> **Text to read**:
Juicy Chicken Sandwiches Aside, Is Chick-fil-A Homophobic?
Chick-fil-A has long been known for its tender chicken sandwiches, perpetually cheerful employees, and a long and winding history of donating to anti-LGBTQ charities. The chain restaurant is built on its founder’s Christian roots that support anti-LGBT beliefs, and those values can be seen in the operation of the restaurant itself. Here, we discuss what’s happened to find the answer to the question: is Chick-fil-A homophobic?
History Of The Chick-fil-A Foundation With Christian Organizations
Samuel Truett Cathy is the founder of Chick-fil-A, and his strong Christian roots run deep into the restaurant chain’s past and present actions.
Before 2012, the chain donated significant amounts to conservative Christian groups known for opposing LGBTQ rights through its charitable organization. In 2010, Chick-fil-A donated $247,500 to the National Christian Foundation (NCF).
By 2012, however, Chick-fil-A pledged to halt most of its controversial donations. This was due to the backlash Cathy faced when he announced his opposition to same-sex marriage.
Nevertheless, tax files from 2017 show that the foundation gave $1.8 million to anti-LGBTQ organizations, including:
- The Paul Anderson Youth Home teaches young boys that gay marriage is a “rage against Jesus Christ”
- The Salvation Army has a record of discriminating against the LBGTQ community
- The Fellowship of Christian Athletes (FCA) has released a Statement of Faith with anti-LGBTQ stands, including statements like: “God instituted marriage between one man and one woman…We believe that marriage is exclusively the union of one man and one woman” and “Neither heterosexual sex outside of marriage nor any homosexual act constitutes an alternative lifestyle acceptable to God.”

> **Jobs**:
1) In the Chick-fil-A article, how much did Chick-fil-A donate to the National Christian Foundation in 2010?
2) Shorten the paragraph of the Chick-fil-A article that begins "Before 2012, the chain donated", keeping its main facts.
3) Reproduce everything in the Chick-fil-A article from "History Of The" down to "to same-sex marriage.".
Work only from the Chick-fil-A article.

(A set of data)
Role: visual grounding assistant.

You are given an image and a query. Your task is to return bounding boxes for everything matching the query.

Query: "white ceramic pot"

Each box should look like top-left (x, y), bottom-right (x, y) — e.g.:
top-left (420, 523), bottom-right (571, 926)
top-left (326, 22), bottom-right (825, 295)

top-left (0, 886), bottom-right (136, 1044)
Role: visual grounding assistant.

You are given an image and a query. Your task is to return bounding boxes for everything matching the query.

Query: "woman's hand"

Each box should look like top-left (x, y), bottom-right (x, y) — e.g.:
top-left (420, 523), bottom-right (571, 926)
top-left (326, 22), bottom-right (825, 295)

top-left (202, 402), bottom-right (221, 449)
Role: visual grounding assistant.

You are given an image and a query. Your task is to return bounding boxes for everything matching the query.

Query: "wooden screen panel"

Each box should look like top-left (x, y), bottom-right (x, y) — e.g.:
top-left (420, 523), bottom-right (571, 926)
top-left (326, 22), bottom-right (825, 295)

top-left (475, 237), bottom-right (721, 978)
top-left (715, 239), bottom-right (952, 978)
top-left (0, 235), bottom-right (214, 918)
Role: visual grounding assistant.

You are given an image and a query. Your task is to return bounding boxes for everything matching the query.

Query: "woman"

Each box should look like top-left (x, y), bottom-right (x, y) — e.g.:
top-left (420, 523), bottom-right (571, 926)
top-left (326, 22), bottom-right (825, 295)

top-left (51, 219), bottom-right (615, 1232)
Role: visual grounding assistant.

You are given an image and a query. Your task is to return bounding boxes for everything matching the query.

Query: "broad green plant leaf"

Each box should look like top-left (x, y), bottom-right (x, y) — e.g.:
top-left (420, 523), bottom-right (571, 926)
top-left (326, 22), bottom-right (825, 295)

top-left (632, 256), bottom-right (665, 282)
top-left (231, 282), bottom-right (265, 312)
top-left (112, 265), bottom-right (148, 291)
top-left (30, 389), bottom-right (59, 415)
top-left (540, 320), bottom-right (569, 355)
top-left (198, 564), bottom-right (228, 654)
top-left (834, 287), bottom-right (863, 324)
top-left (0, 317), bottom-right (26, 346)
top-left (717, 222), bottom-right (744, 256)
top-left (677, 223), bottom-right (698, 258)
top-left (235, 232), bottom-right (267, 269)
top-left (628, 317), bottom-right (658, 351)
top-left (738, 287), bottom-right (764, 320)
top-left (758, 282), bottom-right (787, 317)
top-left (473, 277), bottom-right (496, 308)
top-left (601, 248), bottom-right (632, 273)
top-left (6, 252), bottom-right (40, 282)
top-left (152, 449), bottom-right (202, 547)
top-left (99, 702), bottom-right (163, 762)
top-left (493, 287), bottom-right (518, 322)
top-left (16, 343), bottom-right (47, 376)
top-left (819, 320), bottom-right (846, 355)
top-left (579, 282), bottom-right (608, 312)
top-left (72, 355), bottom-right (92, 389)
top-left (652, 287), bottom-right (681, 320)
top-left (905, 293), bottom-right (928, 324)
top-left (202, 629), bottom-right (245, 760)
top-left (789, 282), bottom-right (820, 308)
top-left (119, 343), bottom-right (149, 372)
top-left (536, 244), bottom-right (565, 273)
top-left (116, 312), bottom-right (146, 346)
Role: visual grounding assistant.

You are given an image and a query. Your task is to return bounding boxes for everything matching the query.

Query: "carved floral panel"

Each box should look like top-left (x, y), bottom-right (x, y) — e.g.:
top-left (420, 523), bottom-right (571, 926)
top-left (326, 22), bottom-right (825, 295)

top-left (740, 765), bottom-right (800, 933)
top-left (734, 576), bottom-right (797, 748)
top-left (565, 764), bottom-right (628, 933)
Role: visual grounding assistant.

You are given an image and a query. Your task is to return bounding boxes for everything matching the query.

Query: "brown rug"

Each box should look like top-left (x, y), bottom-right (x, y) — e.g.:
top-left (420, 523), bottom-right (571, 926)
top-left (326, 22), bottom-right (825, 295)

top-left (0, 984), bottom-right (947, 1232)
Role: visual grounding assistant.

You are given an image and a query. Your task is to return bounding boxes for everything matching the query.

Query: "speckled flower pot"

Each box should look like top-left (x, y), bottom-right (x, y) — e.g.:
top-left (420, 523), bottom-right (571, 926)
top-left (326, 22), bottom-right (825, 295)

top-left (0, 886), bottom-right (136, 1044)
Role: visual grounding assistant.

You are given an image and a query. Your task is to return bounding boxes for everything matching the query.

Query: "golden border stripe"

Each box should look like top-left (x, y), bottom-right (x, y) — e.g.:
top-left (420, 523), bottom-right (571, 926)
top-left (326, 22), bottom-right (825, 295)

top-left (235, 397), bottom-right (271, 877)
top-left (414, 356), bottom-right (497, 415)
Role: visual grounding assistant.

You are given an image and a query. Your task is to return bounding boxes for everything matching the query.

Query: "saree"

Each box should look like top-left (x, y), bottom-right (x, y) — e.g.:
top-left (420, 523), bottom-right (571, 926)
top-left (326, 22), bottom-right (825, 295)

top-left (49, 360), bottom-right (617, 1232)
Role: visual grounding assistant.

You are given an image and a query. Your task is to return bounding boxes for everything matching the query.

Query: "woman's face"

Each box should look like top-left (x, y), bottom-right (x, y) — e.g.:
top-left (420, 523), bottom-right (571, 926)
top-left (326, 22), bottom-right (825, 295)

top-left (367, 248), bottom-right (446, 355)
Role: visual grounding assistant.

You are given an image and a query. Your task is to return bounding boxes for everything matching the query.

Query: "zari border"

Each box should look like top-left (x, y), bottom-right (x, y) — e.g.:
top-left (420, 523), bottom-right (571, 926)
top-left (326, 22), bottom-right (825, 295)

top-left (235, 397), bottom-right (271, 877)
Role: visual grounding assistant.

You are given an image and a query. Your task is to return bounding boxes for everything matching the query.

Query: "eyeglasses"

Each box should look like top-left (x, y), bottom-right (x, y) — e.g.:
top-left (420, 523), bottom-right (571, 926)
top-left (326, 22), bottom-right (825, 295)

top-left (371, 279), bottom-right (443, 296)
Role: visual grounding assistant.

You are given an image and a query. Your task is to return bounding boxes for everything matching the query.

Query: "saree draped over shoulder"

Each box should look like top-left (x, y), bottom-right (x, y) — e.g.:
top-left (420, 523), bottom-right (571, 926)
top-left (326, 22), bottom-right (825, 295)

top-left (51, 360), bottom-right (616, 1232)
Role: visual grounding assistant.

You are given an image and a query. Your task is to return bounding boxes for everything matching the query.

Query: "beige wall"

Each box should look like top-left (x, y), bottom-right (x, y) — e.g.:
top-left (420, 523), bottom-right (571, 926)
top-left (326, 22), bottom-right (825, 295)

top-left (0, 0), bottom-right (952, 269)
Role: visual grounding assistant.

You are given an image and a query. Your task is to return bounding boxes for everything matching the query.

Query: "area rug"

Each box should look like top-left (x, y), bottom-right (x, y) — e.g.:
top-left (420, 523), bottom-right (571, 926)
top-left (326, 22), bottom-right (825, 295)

> **Task-by-task outputs**:
1) $247,500

2) Before 2012, Chick-fil-A's charitable organization gave large sums to conservative Christian groups known for opposing LGBTQ rights, including $247,500 to the National Christian Foundation (NCF) in 2010.

3)
History Of The Chick-fil-A Foundation With Christian Organizations
Samuel Truett Cathy is the founder of Chick-fil-A, and his strong Christian roots run deep into the restaurant chain’s past and present actions.
Before 2012, the chain donated significant amounts to conservative Christian groups known for opposing LGBTQ rights through its charitable organization. In 2010, Chick-fil-A donated $247,500 to the National Christian Foundation (NCF).
By 2012, however, Chick-fil-A pledged to halt most of its controversial donations. This was due to the backlash Cathy faced when he announced his opposition to same-sex marriage.